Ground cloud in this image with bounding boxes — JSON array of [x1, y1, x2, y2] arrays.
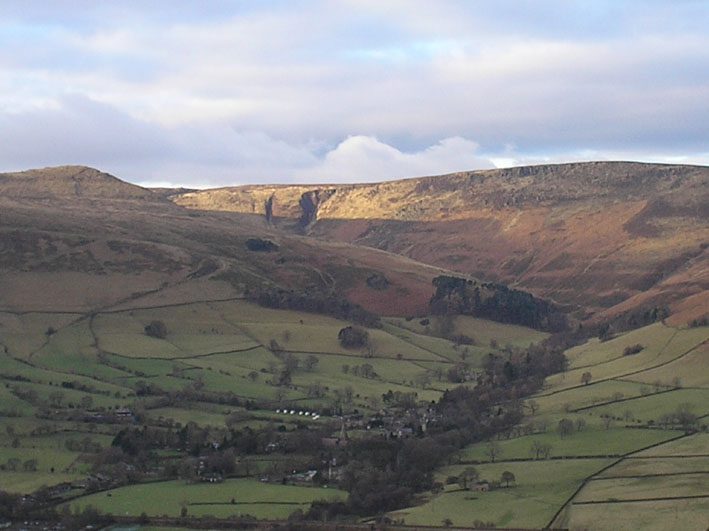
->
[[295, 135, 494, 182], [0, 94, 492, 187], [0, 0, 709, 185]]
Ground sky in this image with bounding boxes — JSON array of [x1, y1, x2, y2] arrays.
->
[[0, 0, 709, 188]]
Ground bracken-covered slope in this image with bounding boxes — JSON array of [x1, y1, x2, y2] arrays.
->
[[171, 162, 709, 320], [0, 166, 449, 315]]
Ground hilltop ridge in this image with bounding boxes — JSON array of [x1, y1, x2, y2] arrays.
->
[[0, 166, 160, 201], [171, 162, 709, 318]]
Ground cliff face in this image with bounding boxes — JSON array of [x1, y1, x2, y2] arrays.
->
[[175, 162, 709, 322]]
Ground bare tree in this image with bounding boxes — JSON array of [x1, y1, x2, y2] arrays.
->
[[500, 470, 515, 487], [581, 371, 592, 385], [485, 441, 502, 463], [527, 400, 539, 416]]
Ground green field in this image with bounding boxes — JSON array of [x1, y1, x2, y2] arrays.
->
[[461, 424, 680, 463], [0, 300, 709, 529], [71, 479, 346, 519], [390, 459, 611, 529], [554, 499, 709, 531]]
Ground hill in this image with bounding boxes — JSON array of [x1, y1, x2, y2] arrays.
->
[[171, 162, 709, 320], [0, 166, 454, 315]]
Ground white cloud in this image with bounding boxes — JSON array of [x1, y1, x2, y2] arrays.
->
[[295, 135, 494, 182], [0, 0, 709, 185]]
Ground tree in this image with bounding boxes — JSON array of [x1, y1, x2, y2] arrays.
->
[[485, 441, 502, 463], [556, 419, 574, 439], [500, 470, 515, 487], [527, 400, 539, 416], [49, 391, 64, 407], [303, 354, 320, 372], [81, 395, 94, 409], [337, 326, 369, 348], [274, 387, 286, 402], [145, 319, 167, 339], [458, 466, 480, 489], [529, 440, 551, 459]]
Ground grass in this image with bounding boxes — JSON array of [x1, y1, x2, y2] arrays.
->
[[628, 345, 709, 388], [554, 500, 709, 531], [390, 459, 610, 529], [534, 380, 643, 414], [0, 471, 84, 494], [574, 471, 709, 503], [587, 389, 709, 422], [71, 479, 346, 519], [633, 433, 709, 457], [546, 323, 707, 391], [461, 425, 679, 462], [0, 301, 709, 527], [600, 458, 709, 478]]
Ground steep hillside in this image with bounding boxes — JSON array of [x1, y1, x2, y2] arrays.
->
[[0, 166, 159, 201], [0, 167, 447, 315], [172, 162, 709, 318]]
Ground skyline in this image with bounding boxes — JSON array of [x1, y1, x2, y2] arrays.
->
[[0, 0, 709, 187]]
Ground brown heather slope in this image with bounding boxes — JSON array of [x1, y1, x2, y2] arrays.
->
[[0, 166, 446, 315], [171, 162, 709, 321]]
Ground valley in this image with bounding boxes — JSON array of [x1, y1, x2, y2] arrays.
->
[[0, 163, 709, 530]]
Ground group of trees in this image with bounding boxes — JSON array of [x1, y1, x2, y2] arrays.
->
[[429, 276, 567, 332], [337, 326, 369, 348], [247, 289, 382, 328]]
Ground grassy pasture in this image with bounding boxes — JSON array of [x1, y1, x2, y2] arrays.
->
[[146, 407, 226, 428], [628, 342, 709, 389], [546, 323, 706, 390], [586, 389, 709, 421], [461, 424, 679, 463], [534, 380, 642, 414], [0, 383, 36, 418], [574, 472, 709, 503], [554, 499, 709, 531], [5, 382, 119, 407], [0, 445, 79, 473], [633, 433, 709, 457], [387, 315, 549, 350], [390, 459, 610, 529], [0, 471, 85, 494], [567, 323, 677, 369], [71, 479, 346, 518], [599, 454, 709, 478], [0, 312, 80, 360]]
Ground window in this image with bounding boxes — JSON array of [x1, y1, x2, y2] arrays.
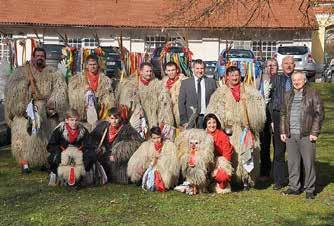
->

WHAT YOU SHOULD DO » Render the data as a two-column CSV with the columns "request" and "answer", one row per entry, beginning with the line that contains "Ground sky in" and continuing through the line that contains "[[175, 162, 709, 322]]". Put each request text and its answer in a single quoted field, replacing any line breaks with spaces.

COMPLETED EXERCISE »
request,answer
"Ground sky in this image with bounding boxes — JSON array of [x1, y1, x2, y2] arrays. ->","[[0, 0, 709, 188]]"
"Ground bracken-covered slope in this image with bounding boxes — JSON array of [x1, y1, x2, y2] arrays. ->","[[171, 162, 709, 320], [0, 166, 449, 315]]"
"Ground hilltop ridge in this image with bounding boxes — JSON array of [x1, y1, x2, y2] arrays. ->","[[0, 166, 160, 201], [171, 162, 709, 318]]"
"Ground cliff face in this image with bounding boxes — JSON array of [x1, y1, x2, y2] arrays. ->","[[175, 162, 709, 322]]"